EXERCISE BRIEF
Retype the material in full, keeping every word the same.

SUPPLIED INFORMATION
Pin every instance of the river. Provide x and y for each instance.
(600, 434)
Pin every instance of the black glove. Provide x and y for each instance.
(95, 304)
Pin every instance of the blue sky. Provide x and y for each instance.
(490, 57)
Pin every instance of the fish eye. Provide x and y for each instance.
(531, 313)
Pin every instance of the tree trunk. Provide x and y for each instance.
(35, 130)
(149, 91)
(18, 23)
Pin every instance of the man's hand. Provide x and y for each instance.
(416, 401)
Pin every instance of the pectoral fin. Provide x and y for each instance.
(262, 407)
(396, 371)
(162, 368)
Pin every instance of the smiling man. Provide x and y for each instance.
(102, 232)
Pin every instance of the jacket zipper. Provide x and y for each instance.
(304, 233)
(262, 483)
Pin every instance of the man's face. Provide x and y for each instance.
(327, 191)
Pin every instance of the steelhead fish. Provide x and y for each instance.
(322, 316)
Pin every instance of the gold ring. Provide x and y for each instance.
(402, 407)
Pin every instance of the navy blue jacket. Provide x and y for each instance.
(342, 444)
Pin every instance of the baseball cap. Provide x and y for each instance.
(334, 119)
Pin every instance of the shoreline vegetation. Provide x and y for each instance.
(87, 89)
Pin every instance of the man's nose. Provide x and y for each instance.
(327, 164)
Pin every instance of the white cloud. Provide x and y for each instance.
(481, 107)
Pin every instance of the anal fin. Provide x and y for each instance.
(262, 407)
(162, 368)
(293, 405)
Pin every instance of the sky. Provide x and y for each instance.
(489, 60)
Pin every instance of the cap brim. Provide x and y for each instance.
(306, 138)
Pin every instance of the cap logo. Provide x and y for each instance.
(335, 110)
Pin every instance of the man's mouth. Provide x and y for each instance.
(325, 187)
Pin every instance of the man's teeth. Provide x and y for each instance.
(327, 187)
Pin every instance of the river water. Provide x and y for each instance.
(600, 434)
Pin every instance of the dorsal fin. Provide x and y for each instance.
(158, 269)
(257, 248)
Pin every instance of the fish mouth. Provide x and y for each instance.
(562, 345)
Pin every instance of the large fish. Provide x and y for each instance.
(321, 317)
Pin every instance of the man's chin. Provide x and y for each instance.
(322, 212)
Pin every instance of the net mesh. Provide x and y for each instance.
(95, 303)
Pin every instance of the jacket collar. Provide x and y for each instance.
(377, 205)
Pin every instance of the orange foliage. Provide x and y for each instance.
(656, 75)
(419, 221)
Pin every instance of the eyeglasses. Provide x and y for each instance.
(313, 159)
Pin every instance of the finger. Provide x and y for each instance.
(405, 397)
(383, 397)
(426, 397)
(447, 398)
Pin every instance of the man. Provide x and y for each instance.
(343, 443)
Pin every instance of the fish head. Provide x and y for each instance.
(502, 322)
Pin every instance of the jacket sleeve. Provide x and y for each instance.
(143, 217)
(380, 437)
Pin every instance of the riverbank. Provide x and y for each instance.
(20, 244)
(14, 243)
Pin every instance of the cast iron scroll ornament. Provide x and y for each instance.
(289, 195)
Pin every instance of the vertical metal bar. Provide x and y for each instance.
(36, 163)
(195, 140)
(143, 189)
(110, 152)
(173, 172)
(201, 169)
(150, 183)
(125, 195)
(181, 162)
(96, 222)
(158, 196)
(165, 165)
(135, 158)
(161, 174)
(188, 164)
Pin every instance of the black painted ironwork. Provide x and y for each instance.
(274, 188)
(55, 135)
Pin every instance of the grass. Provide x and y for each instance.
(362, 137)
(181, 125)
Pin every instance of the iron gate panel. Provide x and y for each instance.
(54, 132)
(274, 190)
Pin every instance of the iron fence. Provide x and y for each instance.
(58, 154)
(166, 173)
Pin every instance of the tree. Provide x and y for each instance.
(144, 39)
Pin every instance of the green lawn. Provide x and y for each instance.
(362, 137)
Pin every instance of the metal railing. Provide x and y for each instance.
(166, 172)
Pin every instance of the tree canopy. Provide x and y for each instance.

RESPONSE
Pin every instance of the river. Provide x and y for each instance.
(600, 434)
Pin every instance of the black glove. Provide x and y for each instance.
(95, 304)
Pin every instance of the blue sky. Provide x and y for each instance.
(490, 57)
Pin every instance of the fish eye. Provide x and y for each instance.
(531, 313)
Pin every instance of the tree trunk. Provide x and y for each instance.
(35, 130)
(149, 91)
(18, 23)
Pin every instance of the man's hand. Provide x and y for each instance.
(416, 401)
Pin every instance of the pectoral fin. Provide x and y for each instance.
(262, 407)
(396, 371)
(162, 368)
Pin every instance of the smiling man. Provide x and y for each instance.
(102, 232)
Pin every instance of the jacket zipper. Provide x and y for each instance.
(304, 233)
(262, 483)
Pin every instance of the man's face. Provide x and y for each instance.
(327, 191)
Pin every instance of the steelhead fish. Provide x and y for each instance.
(322, 316)
Pin every instance of the gold ring. Provide x and y for each instance.
(402, 407)
Pin every instance of the navy blue jacket. Provide x and y for each instance.
(342, 444)
Pin every instance of the baseball cap. Provide x and y for each instance.
(334, 119)
Pin every instance of the shoreline vegetation. Provide x and y for each instance.
(87, 89)
Pin every instance of the man's nose. Provide x and y for each instance.
(327, 164)
Pin every instance of the white cloud. Provide x and y for each instance.
(481, 107)
Pin every instance of the anal fin. Provide x and y for each instance.
(262, 407)
(162, 368)
(293, 405)
Pin every instance of the sky. Provide x and y for each instance.
(489, 60)
Pin every instance of the cap brim. Provide x and y for each instance.
(306, 138)
Pin every instance of the cap logo. Provide x and y for each instance.
(335, 110)
Pin every instance of the man's mouth. Provide x and y for each instance.
(325, 187)
Pin every instance of the man's teeth. Provide x and y for each instance.
(327, 187)
Pin every instance of the river water. Provide x and y for each instance.
(600, 434)
Pin every instance of the dorsal fin. Provide x and y for each instance.
(158, 269)
(257, 248)
Pin every instance of the fish mouth. Provide x and y for each instance.
(562, 345)
Pin every instance of the large fish. Provide x and y for each instance.
(321, 317)
Pin every instance of the man's chin. Provide x and y for each instance.
(322, 212)
Pin every instance of the net mesh. Provide x and y for each instance.
(95, 303)
Pin every instance of the jacket collar. Provide x and y for each instance.
(377, 205)
Pin every instance of the orange foliage. Provide x and y for each instance.
(656, 75)
(419, 221)
Pin every instance of the eyeglasses. Provide x and y for each instance.
(313, 159)
Pin every instance of the finger. Provide x and y for each instance.
(405, 397)
(383, 397)
(426, 397)
(447, 398)
Pin every instance of the man. Provide x and y for each instance.
(343, 443)
Pin every instance of the fish head. Provide x and y for each instance.
(502, 322)
Pin every instance of the jacket sleeve. Provide x and y for each instance.
(143, 217)
(380, 437)
Pin every instance of the riverbank. Provide x and y for each instance.
(20, 244)
(14, 243)
Pin every instance of the cast iron scroll ornament. Provide x and y for each instance.
(289, 195)
Pin every instance of the vertical metal bar. Provide x and y for each instance.
(36, 163)
(195, 140)
(143, 189)
(110, 152)
(173, 172)
(201, 169)
(150, 183)
(125, 195)
(181, 162)
(96, 222)
(158, 196)
(165, 165)
(135, 158)
(161, 174)
(188, 164)
Pin every instance of the black painted ironwork. Provide x and y for each instance.
(274, 188)
(55, 135)
Pin every instance of the grass. Provide x and y for each instance.
(362, 137)
(181, 125)
Pin every instance of the iron gate panel. Provide x and y for each instance.
(54, 132)
(274, 190)
Pin every instance of the iron fence. Provide x and y for each instance.
(58, 154)
(166, 173)
Pin every instance of the tree. Provide x and y for each instance.
(144, 39)
Pin every instance of the green lawn. Provide x and y for each instance.
(362, 137)
Pin every instance of the metal railing. Provide x and y for each instance.
(166, 172)
Pin every instance of the tree canopy. Provide x and y for each instance.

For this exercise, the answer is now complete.